*Study text*:
================================

WTO Predicts "Weak" Merchandise Trade Growth for Early 2020
The World Trade Organization has released its goods trade analysis for December 2019, and the results indicate that "trade volume growth may continue to weaken into early 2020," even without taking the COVID-19 coronavirus epidemic into account.
WTO trade statistics show that the volume of world merchandise trade was down 0.2 percent in the third quarter of 2019 compared to the previous year. The December 2019 "goods trade barometer" index comes in at 95.5 - below the business-as-usual mark of 100 and lower than the level seen the prior month. Readings of 100 indicate growth in line with medium-term trends; readings greater than 100 suggest above-trend growth, while those below 100 indicate below-trend growth (below).
WTO reported that the December index was pulled down by declines in container shipping and agricultural goods, with continued low performance in the air freight and electronic components segments weighing on the numbers as well. The organization suggests that year-on-year growth in trade is likely to continue to remain below trend for the early part of 2020, and it could be reduced further by the new global health threat.
First-quarter trade impact visible
The impact of the coronavirus on global containerized trade is already visible. China has borne the brunt of the epidemic, and Chinese authorities initially clamped down with restrictions on movement in key manufacturing provinces. According to the American Chamber of Commerce in Shanghai, about 80 percent of U.S.-run factories in China have had difficulty getting workers to return and restart production.
Dozens of sailings from Chinese ports have been canceled due to a fall-off in factory productivity and shipment volumes, and many of the ships that do sail are departing with substantially less cargo on board. Maersk alone has blanked nearly 30 sailings to date.
In the other direction, China is widely expected to request a delay in buying a promised $200 billion worth of extra American goods and services - including nearly $80 billion in U.S.-made manufactured goods - in 2020 and 2021. This purchase agreement was negotiated as part of a "phase one" trade deal between the Trump administration and Beijing in January, and it contains a clause allowing flexibility in the event of an unforseen catastrophe.
“All the signs are that there has been a major dislocation in global supply chains and commodity trade as well,” said Caroline Bain, chief commodities economist at Capital Economics, speaking to Bloomberg. "It’s only going to get worse in February data [for some products].”

================================

(Records from a data source)

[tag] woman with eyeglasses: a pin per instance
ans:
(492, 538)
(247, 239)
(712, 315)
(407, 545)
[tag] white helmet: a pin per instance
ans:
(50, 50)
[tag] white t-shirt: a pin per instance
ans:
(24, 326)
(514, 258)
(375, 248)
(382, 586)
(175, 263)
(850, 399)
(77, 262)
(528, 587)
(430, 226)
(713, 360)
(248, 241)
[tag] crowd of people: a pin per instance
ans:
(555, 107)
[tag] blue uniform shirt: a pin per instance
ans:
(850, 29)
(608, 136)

================================

*Directions*:
1/ Set down word for word the portion of the WTO trade article that begins at the words "WTO trade statistics" and stops after the words "below-trend growth (below).".
2/ Translate into Spanish this sentence from the WTO trade article: "The impact of the coronavirus on global containerized trade is already visible."
3/ According to the WTO trade article, what reading did the December 2019 goods trade barometer index show?

*Solved problems*:
1/
WTO trade statistics show that the volume of world merchandise trade was down 0.2 percent in the third quarter of 2019 compared to the previous year. The December 2019 "goods trade barometer" index comes in at 95.5 - below the business-as-usual mark of 100 and lower than the level seen the prior month. Readings of 100 indicate growth in line with medium-term trends; readings greater than 100 suggest above-trend growth, while those below 100 indicate below-trend growth (below).

2/ El impacto del coronavirus en el comercio mundial en contenedores ya es visible.

3/ 95.5